(RECORDS PROVIDED)

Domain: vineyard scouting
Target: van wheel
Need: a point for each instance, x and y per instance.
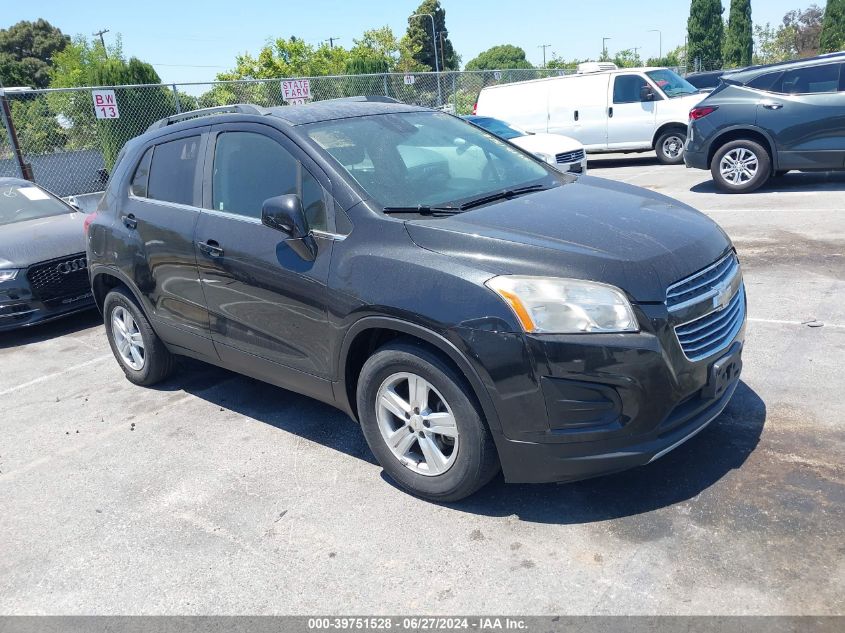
(138, 350)
(670, 147)
(741, 166)
(420, 420)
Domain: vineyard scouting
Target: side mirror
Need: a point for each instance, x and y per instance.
(286, 215)
(646, 93)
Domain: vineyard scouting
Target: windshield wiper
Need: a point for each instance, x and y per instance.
(424, 210)
(501, 195)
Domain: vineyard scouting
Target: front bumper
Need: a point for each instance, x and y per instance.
(579, 406)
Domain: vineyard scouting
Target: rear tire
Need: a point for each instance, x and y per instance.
(420, 419)
(670, 147)
(741, 166)
(138, 349)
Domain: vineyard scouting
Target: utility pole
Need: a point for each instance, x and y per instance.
(660, 33)
(100, 34)
(604, 46)
(434, 41)
(544, 47)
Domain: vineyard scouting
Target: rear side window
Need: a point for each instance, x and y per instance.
(626, 89)
(810, 80)
(249, 168)
(173, 170)
(138, 187)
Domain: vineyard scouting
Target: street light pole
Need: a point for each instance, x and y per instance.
(660, 33)
(434, 40)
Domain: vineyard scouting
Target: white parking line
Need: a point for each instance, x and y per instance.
(806, 323)
(55, 374)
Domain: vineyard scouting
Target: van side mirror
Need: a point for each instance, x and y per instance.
(286, 215)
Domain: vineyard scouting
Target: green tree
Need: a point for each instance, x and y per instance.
(739, 39)
(832, 38)
(500, 57)
(706, 33)
(421, 39)
(26, 52)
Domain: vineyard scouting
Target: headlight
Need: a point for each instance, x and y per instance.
(552, 305)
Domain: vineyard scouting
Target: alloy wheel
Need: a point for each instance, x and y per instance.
(417, 424)
(127, 338)
(739, 166)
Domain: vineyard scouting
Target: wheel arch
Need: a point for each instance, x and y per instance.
(744, 133)
(369, 333)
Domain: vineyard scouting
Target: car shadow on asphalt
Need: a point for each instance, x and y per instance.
(680, 475)
(40, 332)
(809, 182)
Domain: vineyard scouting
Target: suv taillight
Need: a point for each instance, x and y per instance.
(700, 113)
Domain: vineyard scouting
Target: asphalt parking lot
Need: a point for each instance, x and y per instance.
(217, 494)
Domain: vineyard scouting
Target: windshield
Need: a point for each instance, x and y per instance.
(426, 159)
(19, 203)
(499, 128)
(671, 83)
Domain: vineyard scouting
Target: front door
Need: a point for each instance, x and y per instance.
(631, 119)
(263, 298)
(804, 111)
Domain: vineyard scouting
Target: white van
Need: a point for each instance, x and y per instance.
(607, 109)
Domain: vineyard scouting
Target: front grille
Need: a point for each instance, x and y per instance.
(719, 288)
(570, 157)
(703, 285)
(57, 280)
(714, 331)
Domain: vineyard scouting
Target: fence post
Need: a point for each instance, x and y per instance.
(176, 98)
(24, 167)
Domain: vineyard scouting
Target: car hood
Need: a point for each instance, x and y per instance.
(547, 143)
(591, 228)
(25, 243)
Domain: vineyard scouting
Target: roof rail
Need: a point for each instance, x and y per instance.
(238, 108)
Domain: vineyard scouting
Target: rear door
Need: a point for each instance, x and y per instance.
(804, 112)
(578, 108)
(631, 121)
(264, 299)
(158, 219)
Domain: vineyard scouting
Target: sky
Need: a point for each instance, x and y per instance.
(190, 41)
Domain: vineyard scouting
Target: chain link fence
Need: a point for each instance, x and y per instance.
(69, 138)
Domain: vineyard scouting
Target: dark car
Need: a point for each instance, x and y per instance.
(470, 305)
(767, 120)
(43, 270)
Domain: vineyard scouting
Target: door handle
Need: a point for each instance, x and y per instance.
(210, 248)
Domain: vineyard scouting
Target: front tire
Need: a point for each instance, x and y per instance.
(741, 166)
(421, 422)
(670, 147)
(138, 349)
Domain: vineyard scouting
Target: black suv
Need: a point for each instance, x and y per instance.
(471, 306)
(767, 120)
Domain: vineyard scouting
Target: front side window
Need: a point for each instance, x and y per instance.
(671, 83)
(19, 203)
(809, 80)
(416, 159)
(626, 89)
(249, 168)
(173, 170)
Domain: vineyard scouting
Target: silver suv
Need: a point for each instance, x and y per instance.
(767, 120)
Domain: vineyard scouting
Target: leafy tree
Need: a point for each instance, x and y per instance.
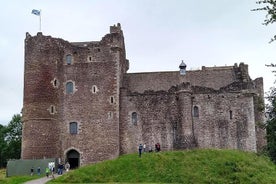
(3, 146)
(271, 124)
(269, 6)
(10, 140)
(13, 137)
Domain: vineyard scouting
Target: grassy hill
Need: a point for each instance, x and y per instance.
(193, 166)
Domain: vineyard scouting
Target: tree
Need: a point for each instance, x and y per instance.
(13, 137)
(3, 146)
(10, 140)
(270, 7)
(271, 124)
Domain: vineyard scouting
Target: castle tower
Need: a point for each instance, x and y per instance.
(41, 99)
(71, 98)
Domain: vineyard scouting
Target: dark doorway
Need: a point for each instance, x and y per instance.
(73, 157)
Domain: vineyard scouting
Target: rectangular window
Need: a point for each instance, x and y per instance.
(73, 128)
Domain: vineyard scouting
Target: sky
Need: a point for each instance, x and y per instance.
(158, 35)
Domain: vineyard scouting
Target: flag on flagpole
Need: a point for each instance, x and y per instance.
(36, 12)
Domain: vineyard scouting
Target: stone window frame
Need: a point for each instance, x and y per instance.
(134, 118)
(94, 89)
(112, 100)
(231, 114)
(195, 111)
(71, 59)
(52, 109)
(74, 87)
(110, 115)
(55, 83)
(89, 58)
(73, 128)
(174, 127)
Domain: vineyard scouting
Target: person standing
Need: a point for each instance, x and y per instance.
(32, 171)
(47, 171)
(140, 149)
(67, 166)
(38, 171)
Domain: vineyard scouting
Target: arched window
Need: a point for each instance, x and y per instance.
(69, 87)
(231, 114)
(134, 118)
(112, 99)
(196, 111)
(69, 59)
(73, 127)
(94, 89)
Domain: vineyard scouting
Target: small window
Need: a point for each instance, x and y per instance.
(134, 118)
(68, 59)
(55, 82)
(94, 89)
(111, 99)
(231, 114)
(110, 115)
(73, 128)
(52, 109)
(69, 87)
(196, 111)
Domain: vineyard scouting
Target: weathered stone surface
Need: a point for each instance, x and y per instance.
(227, 103)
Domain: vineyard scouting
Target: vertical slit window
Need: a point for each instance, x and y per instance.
(231, 114)
(134, 118)
(196, 111)
(69, 87)
(68, 59)
(73, 128)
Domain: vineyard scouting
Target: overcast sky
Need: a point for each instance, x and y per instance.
(158, 35)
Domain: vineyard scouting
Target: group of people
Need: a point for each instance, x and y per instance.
(143, 148)
(50, 170)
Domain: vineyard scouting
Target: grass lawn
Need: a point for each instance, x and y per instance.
(191, 166)
(15, 179)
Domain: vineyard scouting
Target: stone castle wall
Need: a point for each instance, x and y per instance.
(115, 111)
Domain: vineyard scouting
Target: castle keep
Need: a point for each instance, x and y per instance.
(81, 105)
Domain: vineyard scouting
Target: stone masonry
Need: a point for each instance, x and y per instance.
(81, 105)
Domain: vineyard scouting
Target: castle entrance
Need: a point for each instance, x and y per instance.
(73, 157)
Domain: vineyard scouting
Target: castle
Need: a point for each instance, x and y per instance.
(81, 105)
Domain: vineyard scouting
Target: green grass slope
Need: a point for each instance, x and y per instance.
(15, 179)
(193, 166)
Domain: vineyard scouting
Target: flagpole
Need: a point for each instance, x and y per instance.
(40, 21)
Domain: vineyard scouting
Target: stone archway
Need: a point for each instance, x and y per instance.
(73, 157)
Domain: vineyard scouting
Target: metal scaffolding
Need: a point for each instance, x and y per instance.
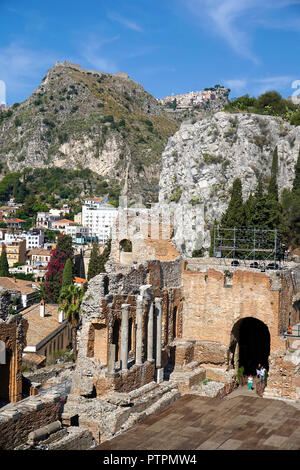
(254, 243)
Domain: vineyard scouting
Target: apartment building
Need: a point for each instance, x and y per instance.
(98, 216)
(15, 252)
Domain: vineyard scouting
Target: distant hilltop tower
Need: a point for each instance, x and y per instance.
(2, 94)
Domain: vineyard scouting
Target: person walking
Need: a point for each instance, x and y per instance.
(258, 371)
(250, 382)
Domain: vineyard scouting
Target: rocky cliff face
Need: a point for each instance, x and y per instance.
(201, 161)
(80, 119)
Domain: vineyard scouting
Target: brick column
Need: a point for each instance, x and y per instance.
(124, 336)
(139, 330)
(111, 360)
(150, 334)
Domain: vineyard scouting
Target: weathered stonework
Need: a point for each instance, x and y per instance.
(13, 330)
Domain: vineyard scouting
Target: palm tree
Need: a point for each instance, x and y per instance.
(70, 303)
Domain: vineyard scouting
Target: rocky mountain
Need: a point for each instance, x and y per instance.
(83, 119)
(202, 159)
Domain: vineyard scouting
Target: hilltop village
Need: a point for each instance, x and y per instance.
(118, 315)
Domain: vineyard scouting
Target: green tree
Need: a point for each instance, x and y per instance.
(290, 200)
(273, 186)
(235, 215)
(4, 271)
(259, 214)
(67, 279)
(70, 303)
(296, 182)
(54, 273)
(94, 264)
(105, 256)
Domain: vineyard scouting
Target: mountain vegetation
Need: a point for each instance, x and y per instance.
(85, 120)
(270, 103)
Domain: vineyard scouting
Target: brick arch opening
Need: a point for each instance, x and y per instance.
(126, 246)
(249, 345)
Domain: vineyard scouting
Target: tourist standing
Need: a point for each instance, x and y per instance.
(258, 371)
(250, 382)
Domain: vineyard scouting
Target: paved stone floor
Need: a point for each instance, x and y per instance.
(240, 421)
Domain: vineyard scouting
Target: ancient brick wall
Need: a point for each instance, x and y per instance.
(135, 377)
(290, 285)
(212, 305)
(13, 333)
(14, 432)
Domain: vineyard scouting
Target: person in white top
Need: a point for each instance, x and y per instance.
(250, 382)
(258, 371)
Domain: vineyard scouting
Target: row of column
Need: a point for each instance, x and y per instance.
(139, 334)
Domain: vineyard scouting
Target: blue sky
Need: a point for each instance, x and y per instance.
(169, 46)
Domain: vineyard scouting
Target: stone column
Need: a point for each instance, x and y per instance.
(150, 334)
(124, 336)
(158, 311)
(139, 330)
(111, 360)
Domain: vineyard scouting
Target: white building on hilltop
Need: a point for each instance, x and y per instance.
(98, 216)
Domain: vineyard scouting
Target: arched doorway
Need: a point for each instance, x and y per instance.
(249, 345)
(126, 245)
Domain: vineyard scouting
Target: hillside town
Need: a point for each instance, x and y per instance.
(149, 240)
(197, 99)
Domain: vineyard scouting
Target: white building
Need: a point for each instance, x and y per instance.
(34, 238)
(98, 217)
(45, 219)
(76, 231)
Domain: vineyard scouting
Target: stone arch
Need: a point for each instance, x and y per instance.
(249, 344)
(125, 246)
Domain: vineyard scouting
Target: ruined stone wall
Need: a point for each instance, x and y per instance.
(14, 431)
(102, 315)
(124, 382)
(284, 376)
(290, 286)
(13, 334)
(213, 304)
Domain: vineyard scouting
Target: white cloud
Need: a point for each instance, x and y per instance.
(21, 66)
(236, 84)
(236, 20)
(258, 86)
(272, 83)
(129, 24)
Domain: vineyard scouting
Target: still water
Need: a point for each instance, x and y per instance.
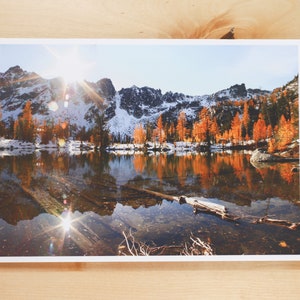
(56, 204)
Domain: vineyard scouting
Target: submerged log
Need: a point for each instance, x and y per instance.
(283, 223)
(198, 203)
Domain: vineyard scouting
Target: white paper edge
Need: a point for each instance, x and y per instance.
(171, 258)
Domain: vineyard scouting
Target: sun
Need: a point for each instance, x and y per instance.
(70, 66)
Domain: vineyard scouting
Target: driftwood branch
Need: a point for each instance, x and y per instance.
(131, 247)
(200, 204)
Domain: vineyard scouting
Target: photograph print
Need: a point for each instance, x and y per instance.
(115, 150)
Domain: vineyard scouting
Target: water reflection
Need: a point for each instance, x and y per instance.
(79, 205)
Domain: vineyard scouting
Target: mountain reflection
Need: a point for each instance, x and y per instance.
(97, 182)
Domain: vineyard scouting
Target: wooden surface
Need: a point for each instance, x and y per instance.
(150, 19)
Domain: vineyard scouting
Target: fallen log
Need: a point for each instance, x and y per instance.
(198, 203)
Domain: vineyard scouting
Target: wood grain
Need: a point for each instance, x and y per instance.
(150, 19)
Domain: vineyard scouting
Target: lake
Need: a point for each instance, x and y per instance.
(57, 204)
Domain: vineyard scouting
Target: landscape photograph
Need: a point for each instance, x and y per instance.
(120, 148)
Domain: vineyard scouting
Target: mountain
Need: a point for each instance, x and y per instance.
(52, 99)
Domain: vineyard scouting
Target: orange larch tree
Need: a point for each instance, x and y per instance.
(139, 134)
(285, 134)
(236, 129)
(259, 129)
(181, 126)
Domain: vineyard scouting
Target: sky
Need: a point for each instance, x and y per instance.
(192, 68)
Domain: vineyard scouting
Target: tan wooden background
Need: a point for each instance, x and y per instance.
(252, 19)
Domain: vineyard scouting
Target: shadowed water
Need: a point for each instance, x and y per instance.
(63, 205)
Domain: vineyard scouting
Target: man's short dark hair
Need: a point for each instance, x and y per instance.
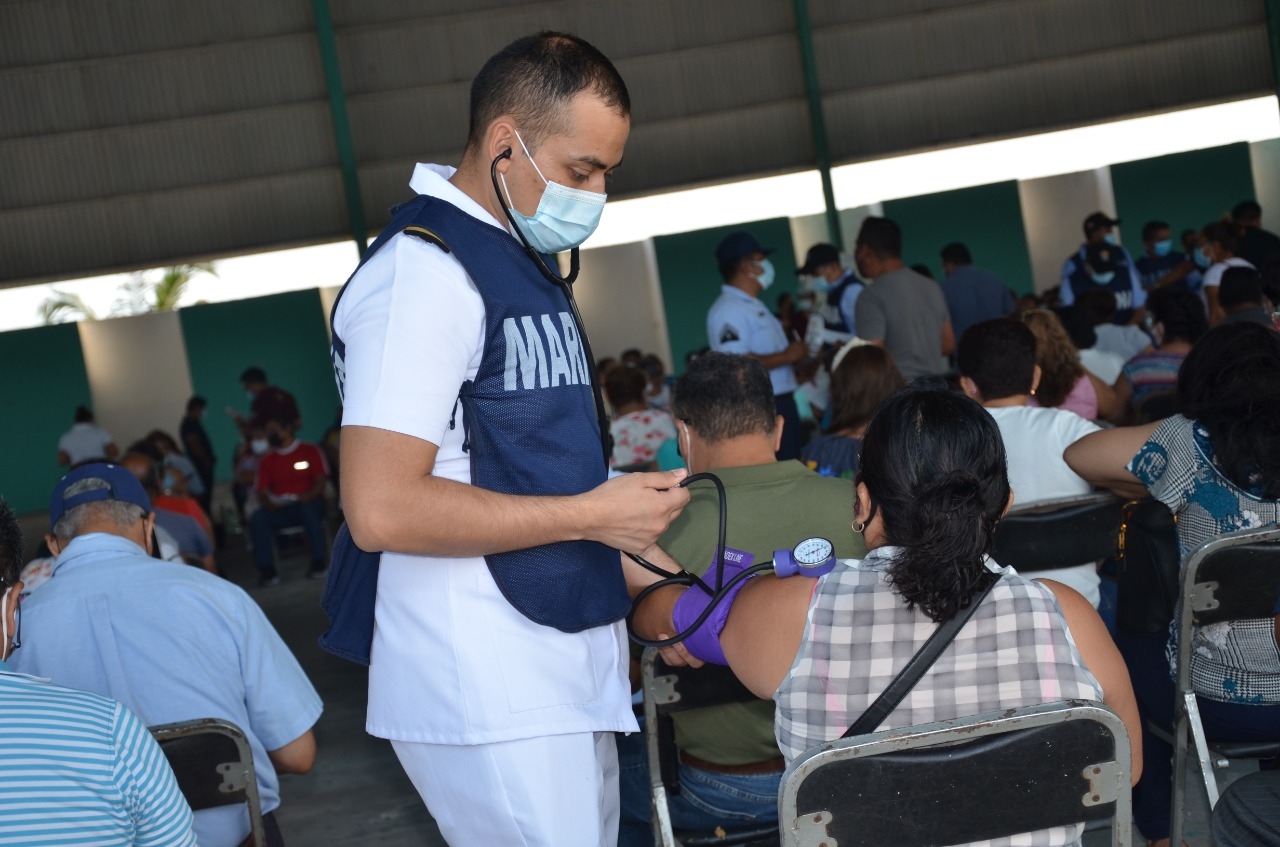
(999, 356)
(882, 237)
(254, 374)
(723, 397)
(1247, 210)
(956, 253)
(10, 545)
(1240, 287)
(533, 79)
(1151, 228)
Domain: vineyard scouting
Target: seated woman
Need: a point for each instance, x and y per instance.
(932, 489)
(1216, 466)
(859, 381)
(1179, 321)
(1065, 383)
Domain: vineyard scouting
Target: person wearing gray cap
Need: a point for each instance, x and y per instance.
(739, 323)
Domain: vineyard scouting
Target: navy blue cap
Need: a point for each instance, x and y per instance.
(739, 245)
(120, 485)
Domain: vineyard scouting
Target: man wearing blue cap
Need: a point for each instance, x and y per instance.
(170, 642)
(739, 323)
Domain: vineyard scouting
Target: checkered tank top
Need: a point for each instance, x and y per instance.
(1015, 651)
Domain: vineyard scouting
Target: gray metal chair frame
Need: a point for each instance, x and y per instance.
(662, 696)
(208, 778)
(1104, 786)
(1210, 600)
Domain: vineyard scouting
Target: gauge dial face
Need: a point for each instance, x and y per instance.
(812, 552)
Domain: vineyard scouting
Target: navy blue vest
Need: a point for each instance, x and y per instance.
(530, 429)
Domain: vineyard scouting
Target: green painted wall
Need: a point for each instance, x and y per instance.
(283, 334)
(1184, 189)
(42, 384)
(691, 282)
(987, 219)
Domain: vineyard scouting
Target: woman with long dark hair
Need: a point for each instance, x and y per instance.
(931, 491)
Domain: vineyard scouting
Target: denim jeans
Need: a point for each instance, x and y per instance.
(707, 800)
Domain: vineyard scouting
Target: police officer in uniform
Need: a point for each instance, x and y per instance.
(739, 323)
(472, 461)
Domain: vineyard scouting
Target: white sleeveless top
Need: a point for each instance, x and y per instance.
(1015, 651)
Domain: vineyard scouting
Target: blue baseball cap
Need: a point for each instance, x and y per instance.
(739, 245)
(120, 485)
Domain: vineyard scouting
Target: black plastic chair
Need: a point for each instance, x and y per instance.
(991, 775)
(668, 690)
(1059, 534)
(1232, 577)
(214, 765)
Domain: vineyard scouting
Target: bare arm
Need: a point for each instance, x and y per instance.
(394, 503)
(1104, 662)
(297, 756)
(1101, 458)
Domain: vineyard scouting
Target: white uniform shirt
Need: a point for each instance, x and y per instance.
(739, 323)
(452, 662)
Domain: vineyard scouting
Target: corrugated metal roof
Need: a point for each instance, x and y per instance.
(144, 132)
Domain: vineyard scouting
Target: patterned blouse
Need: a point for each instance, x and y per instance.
(1015, 651)
(1235, 660)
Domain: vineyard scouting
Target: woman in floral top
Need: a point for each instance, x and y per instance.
(638, 429)
(1217, 468)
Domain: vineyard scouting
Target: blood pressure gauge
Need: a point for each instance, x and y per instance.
(812, 558)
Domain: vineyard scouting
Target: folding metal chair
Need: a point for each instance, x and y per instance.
(668, 690)
(1232, 577)
(1059, 534)
(995, 774)
(214, 765)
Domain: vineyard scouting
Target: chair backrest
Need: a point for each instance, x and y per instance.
(1059, 534)
(214, 767)
(990, 775)
(1232, 577)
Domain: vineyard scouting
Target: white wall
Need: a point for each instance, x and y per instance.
(137, 374)
(620, 297)
(1054, 213)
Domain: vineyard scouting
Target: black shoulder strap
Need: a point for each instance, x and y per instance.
(919, 664)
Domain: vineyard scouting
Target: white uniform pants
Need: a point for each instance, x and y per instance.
(552, 791)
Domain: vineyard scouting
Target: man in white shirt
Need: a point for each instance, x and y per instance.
(739, 323)
(502, 722)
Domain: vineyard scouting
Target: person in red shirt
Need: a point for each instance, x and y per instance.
(291, 481)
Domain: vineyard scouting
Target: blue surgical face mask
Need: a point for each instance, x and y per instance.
(767, 274)
(565, 216)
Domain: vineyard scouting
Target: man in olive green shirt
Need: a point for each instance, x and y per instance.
(726, 424)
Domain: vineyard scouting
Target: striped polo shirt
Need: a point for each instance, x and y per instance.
(81, 769)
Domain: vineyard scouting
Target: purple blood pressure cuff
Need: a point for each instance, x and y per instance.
(704, 641)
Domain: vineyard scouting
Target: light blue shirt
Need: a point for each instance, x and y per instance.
(81, 769)
(172, 642)
(739, 323)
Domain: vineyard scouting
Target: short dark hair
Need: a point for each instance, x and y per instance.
(882, 237)
(1247, 210)
(625, 384)
(723, 397)
(12, 550)
(865, 376)
(1151, 228)
(1239, 287)
(254, 374)
(956, 253)
(999, 356)
(533, 79)
(1230, 384)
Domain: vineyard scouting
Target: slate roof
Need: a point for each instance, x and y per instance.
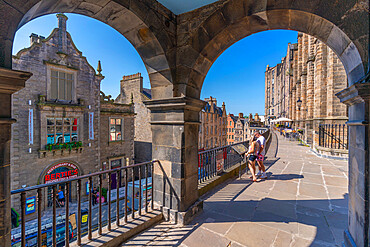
(217, 110)
(147, 92)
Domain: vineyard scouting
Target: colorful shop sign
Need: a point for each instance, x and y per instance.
(61, 171)
(31, 205)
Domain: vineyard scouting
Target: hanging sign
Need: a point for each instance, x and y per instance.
(60, 172)
(31, 205)
(91, 125)
(30, 126)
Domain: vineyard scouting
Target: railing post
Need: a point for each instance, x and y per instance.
(79, 212)
(146, 188)
(117, 201)
(109, 202)
(133, 193)
(67, 215)
(100, 209)
(23, 218)
(126, 194)
(54, 215)
(140, 190)
(39, 209)
(89, 234)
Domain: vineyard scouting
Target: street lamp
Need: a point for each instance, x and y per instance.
(299, 104)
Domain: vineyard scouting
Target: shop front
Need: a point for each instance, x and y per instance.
(58, 172)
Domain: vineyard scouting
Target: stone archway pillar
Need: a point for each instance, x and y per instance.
(175, 127)
(11, 81)
(357, 97)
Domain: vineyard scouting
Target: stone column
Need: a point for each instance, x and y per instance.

(End RECORDS PROVIDED)

# [PROBLEM TO WORK ON]
The response must hold only the lines above from the line with "Target: colorful shop sign" through the line with "Target: railing post", each copied exactly, both ends kept.

# [ANSWER TO THIS EXERCISE]
Target: colorful shop sign
Need: a point for each instance, x and y per instance.
(61, 171)
(31, 205)
Domain: vineyard scouting
Target: hanging sign
Need: a point for each instance, x and y per instance.
(60, 172)
(31, 205)
(91, 125)
(30, 126)
Domain: vineyard scouting
Target: railing post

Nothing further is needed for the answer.